Copy the lines from the start of the records up to and including the line with "positive clicks: (292, 230)".

··· Exercise materials ···

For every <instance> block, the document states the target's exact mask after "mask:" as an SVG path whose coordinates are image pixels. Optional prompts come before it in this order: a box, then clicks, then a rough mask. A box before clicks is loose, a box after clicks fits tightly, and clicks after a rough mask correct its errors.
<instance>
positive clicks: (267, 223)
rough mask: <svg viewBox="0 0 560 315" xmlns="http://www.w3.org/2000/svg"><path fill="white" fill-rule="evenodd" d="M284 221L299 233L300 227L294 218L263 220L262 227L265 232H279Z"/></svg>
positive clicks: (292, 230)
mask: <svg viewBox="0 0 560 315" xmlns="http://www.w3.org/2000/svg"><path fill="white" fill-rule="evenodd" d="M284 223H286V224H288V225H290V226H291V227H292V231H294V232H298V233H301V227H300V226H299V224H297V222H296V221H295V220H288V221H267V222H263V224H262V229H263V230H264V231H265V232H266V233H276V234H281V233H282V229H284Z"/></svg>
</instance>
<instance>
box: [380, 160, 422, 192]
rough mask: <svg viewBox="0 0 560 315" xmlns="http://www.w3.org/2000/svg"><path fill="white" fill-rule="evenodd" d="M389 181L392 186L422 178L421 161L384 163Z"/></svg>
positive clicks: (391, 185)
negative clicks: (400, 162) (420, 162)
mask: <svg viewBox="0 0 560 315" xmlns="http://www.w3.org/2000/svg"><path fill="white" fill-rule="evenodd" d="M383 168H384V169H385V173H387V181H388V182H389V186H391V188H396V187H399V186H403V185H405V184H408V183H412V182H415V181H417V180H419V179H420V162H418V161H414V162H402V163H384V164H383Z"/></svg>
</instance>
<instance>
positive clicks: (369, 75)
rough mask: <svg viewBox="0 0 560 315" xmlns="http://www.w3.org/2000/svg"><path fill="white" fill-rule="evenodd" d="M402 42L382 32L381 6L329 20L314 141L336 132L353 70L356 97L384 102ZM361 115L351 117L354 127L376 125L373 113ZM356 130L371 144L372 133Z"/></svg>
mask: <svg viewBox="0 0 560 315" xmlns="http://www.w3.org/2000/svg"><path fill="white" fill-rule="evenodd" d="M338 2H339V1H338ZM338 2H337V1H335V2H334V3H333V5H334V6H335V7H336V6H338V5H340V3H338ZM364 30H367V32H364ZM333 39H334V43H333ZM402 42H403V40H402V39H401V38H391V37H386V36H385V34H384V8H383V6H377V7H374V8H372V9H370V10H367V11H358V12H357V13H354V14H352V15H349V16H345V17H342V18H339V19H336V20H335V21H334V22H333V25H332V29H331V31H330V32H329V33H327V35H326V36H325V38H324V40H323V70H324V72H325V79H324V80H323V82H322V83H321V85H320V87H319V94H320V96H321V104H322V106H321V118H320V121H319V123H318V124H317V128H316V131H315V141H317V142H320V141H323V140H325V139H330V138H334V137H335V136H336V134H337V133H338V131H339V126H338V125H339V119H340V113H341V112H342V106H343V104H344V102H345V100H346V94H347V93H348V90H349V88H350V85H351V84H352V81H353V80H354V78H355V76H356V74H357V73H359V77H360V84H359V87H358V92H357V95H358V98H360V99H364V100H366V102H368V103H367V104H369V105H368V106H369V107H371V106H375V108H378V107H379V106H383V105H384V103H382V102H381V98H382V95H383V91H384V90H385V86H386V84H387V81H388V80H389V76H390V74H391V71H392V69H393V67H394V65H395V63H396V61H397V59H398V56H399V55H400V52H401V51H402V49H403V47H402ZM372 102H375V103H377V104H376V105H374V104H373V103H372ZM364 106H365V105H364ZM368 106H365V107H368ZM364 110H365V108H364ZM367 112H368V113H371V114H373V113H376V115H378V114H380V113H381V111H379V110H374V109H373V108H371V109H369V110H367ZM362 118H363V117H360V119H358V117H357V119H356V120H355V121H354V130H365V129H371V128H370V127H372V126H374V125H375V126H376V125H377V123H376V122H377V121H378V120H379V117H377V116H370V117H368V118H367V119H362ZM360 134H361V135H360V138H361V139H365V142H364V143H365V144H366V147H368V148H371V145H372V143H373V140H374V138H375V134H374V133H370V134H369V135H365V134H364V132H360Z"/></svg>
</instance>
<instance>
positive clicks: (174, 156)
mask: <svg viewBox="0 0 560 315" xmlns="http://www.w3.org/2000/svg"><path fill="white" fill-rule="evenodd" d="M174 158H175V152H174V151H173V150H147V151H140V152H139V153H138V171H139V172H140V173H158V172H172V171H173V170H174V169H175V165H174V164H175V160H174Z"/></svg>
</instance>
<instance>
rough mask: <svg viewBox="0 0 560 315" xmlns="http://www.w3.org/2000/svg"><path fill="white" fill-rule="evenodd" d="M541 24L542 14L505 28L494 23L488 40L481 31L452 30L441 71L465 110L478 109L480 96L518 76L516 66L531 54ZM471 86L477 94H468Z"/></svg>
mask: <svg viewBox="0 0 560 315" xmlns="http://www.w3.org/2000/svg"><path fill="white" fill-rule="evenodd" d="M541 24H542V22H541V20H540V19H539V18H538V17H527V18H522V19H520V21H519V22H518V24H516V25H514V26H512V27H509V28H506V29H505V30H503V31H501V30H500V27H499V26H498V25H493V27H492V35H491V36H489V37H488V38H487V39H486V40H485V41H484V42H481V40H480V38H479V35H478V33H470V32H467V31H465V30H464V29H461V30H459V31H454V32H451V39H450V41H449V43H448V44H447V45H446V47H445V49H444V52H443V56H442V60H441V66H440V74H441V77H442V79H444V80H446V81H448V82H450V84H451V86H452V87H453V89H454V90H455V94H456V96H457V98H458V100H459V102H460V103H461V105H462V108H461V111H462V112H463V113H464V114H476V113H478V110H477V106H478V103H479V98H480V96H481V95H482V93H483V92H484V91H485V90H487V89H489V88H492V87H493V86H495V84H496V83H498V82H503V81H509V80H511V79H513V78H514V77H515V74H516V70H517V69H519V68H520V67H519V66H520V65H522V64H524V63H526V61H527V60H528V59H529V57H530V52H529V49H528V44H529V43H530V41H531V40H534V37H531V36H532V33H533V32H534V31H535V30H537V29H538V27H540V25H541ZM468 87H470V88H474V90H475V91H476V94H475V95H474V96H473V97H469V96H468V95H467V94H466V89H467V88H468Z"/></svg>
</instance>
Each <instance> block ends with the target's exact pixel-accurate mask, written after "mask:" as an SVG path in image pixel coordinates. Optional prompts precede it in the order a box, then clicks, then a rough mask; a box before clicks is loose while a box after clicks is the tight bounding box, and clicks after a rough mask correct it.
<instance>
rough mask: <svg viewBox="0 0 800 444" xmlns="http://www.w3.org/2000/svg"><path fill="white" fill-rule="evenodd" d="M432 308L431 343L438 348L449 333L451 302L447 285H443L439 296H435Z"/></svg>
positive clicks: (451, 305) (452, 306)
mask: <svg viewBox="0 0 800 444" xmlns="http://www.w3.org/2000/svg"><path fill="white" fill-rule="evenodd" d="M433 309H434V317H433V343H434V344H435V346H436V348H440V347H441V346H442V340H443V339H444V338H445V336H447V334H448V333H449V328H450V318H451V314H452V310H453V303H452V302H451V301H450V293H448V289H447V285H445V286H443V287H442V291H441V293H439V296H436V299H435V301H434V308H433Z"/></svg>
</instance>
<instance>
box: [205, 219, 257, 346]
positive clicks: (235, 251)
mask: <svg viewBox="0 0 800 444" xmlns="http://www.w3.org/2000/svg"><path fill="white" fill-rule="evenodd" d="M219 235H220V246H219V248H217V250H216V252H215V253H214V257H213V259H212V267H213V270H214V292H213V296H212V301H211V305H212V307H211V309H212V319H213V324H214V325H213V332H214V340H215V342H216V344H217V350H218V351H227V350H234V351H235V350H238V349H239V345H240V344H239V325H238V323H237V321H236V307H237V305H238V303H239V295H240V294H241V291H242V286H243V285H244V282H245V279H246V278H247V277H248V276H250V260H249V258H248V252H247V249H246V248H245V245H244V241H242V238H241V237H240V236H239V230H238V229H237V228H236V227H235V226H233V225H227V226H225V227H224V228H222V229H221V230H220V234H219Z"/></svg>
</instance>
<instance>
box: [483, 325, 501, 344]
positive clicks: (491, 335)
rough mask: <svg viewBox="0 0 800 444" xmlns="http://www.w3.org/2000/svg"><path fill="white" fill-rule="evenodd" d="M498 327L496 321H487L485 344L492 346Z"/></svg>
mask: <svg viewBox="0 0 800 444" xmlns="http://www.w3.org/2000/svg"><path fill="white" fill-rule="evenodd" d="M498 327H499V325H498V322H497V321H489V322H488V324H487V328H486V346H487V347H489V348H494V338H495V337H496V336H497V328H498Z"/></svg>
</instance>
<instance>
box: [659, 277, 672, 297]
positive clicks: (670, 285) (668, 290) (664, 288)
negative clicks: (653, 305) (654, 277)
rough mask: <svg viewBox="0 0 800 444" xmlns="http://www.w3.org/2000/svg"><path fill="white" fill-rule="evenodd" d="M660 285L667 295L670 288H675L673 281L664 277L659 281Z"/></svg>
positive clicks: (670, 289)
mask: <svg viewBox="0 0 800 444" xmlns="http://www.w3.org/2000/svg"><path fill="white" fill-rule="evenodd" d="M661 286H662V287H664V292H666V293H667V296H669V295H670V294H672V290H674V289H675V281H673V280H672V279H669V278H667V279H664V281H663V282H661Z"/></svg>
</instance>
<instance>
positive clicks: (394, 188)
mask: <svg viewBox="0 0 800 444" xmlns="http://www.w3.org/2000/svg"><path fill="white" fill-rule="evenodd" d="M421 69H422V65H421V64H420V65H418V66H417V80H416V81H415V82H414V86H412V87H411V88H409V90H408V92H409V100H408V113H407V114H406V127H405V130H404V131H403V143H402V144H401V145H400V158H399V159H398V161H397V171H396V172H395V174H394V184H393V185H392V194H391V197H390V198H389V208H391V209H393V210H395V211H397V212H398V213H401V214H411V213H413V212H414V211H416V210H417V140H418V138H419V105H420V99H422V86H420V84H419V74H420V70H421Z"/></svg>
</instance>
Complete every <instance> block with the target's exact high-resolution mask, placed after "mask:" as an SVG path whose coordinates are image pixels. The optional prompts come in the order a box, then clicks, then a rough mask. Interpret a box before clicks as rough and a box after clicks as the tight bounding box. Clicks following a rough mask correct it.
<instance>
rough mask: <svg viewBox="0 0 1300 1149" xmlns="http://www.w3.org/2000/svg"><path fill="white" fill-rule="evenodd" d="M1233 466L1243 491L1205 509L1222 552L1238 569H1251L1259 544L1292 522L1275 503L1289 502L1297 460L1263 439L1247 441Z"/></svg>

···

Expected output:
For every <instance> block, the document states the target's exact mask after "mask:" as an SVG path whose coordinates are image pixels. Optional prompts come before it in this order: a box, then clicks, then a rough mask. A box before clicks is loose, a box after clicks fits tightly, and clicks after a rough mask correct its errors.
<instance>
positive clicks: (267, 223)
rough mask: <svg viewBox="0 0 560 315" xmlns="http://www.w3.org/2000/svg"><path fill="white" fill-rule="evenodd" d="M284 221L299 233L300 227L294 218L263 220L262 227L265 232H279Z"/></svg>
positive clicks: (292, 230)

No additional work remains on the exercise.